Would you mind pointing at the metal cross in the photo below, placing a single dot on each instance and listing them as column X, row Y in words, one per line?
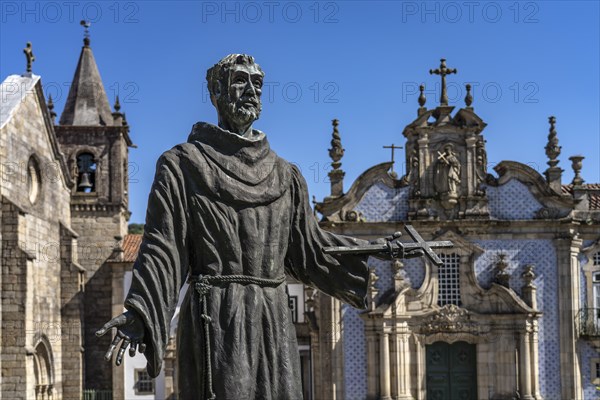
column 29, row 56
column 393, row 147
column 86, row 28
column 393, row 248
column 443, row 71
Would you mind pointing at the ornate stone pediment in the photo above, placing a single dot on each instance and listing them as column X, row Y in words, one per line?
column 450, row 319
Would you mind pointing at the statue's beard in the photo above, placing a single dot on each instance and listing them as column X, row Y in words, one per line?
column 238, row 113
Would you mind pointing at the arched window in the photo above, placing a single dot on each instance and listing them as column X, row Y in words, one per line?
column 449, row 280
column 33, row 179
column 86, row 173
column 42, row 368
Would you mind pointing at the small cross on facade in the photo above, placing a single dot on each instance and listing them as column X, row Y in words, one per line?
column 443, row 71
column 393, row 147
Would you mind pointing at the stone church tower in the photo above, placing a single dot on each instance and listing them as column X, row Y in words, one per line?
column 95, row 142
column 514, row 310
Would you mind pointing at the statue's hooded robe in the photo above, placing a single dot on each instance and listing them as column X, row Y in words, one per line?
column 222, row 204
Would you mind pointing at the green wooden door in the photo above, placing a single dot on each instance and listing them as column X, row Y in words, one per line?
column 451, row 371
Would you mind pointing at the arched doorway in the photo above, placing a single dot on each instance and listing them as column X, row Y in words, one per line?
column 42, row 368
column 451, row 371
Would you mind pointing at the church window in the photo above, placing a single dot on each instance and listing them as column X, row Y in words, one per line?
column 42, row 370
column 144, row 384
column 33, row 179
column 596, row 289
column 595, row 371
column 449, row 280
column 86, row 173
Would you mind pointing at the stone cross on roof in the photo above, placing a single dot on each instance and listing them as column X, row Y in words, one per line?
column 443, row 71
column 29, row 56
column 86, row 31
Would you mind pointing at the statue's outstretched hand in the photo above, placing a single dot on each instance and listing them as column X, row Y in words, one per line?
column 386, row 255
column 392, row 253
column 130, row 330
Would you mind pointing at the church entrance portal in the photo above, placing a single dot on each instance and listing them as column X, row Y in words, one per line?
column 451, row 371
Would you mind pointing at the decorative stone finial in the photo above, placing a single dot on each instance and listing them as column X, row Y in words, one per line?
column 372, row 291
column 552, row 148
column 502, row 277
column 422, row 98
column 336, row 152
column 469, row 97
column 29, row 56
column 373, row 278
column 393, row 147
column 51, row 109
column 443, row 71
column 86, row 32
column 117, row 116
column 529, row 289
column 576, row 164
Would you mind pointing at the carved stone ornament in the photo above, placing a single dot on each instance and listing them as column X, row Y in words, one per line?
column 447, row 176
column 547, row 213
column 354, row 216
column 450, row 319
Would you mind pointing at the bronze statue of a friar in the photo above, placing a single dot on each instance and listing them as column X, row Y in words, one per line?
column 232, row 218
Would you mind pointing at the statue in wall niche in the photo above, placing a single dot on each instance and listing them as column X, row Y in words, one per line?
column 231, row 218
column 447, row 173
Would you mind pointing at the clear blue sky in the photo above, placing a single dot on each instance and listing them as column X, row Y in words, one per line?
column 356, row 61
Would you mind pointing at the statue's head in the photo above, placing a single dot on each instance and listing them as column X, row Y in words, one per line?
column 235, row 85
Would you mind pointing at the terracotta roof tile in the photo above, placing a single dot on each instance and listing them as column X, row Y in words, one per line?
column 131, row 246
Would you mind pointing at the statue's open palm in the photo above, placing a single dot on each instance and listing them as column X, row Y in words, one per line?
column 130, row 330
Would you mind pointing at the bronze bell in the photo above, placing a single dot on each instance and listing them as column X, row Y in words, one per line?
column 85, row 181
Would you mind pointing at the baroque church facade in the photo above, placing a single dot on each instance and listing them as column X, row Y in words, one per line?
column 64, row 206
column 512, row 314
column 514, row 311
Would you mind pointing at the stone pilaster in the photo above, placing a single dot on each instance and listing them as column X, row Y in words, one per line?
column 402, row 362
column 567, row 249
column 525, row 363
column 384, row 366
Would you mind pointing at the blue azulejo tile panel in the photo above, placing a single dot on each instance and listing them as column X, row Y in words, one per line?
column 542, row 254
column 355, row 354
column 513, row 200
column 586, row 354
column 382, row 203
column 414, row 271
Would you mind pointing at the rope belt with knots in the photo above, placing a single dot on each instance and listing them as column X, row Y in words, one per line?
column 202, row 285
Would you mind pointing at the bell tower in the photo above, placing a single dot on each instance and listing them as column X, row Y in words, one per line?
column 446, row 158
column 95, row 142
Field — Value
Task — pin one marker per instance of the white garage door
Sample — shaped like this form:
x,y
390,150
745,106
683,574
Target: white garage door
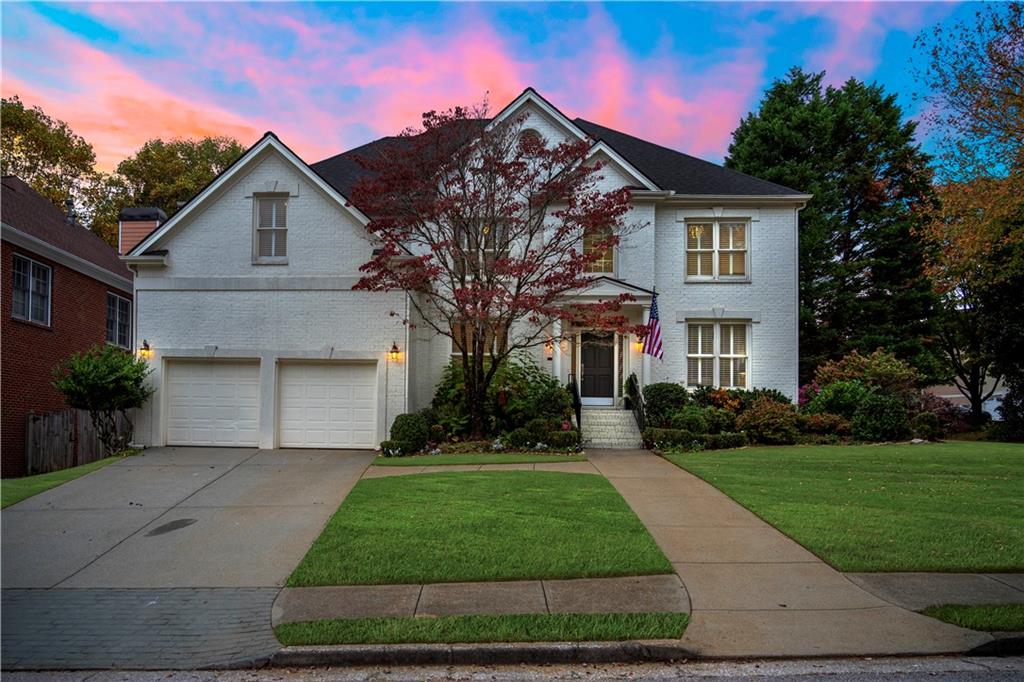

- - - - - - -

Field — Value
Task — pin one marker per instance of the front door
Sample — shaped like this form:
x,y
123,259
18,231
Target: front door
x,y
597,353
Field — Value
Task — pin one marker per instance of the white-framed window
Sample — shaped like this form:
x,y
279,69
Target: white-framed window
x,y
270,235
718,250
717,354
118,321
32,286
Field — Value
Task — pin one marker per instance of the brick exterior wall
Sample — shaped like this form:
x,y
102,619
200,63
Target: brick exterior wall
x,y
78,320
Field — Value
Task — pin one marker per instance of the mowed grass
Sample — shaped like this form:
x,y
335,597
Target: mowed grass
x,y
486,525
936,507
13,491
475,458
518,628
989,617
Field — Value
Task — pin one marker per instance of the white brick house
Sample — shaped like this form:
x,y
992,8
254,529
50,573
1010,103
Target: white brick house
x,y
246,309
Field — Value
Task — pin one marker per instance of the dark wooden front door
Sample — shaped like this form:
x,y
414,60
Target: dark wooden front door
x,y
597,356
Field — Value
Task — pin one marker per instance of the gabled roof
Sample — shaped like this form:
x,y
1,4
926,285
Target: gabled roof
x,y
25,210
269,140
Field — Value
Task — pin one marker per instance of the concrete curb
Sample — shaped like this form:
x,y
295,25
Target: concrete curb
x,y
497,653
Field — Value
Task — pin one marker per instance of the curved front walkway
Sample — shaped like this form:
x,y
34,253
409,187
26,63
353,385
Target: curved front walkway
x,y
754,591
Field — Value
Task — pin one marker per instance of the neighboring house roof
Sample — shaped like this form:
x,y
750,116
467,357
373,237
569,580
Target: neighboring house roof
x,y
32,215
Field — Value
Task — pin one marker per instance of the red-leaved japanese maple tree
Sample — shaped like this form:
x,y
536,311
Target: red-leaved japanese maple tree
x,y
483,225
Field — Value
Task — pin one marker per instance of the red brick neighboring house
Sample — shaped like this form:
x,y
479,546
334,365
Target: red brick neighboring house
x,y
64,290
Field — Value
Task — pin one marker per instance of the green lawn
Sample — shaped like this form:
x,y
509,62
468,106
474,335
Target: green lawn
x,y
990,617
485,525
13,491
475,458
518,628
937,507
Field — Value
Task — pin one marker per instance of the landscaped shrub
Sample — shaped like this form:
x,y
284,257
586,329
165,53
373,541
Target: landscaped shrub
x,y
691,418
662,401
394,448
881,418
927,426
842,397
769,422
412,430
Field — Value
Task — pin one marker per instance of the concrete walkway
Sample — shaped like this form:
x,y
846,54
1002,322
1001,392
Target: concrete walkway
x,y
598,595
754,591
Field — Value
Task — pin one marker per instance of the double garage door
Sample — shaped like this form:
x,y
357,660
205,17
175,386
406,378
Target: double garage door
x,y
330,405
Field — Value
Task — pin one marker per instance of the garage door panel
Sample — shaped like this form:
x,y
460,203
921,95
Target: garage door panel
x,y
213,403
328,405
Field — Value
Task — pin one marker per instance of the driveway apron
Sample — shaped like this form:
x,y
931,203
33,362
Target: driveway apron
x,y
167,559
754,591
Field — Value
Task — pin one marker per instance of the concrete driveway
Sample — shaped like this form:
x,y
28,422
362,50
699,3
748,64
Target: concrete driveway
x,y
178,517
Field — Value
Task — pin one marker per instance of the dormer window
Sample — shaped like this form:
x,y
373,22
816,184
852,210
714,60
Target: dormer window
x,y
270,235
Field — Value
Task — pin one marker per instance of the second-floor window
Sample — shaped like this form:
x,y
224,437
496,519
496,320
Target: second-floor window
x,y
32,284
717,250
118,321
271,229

- - - - - - -

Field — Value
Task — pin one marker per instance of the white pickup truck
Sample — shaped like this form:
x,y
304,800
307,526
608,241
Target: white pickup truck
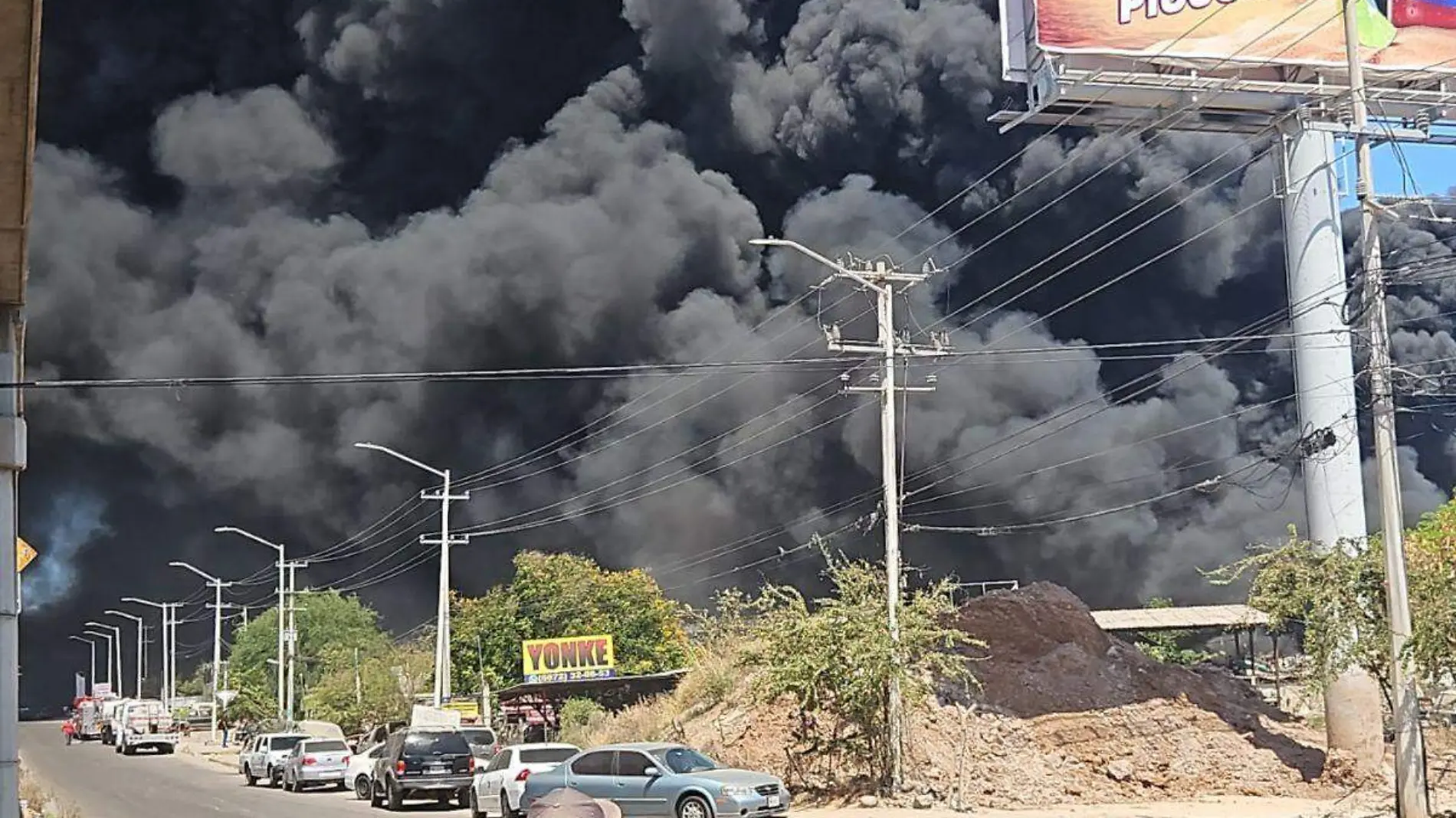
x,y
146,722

- - - - - - -

(What is expected): Return the stretch of material from the line that contains "Would you mind pointing at the statue's head" through the line that contains "column 131, row 246", with both of those lines included, reproducing each line without any change.

(Result below):
Would you mind pointing at the statue's head in the photo above, placing a single dot on each instance and listing them as column X, row Y in words, one per line?
column 235, row 85
Would you mind pointing at the terracotta roof tile in the photo above, placing a single dot on each instance and listing them as column X, row Y in words, one per line?
column 131, row 246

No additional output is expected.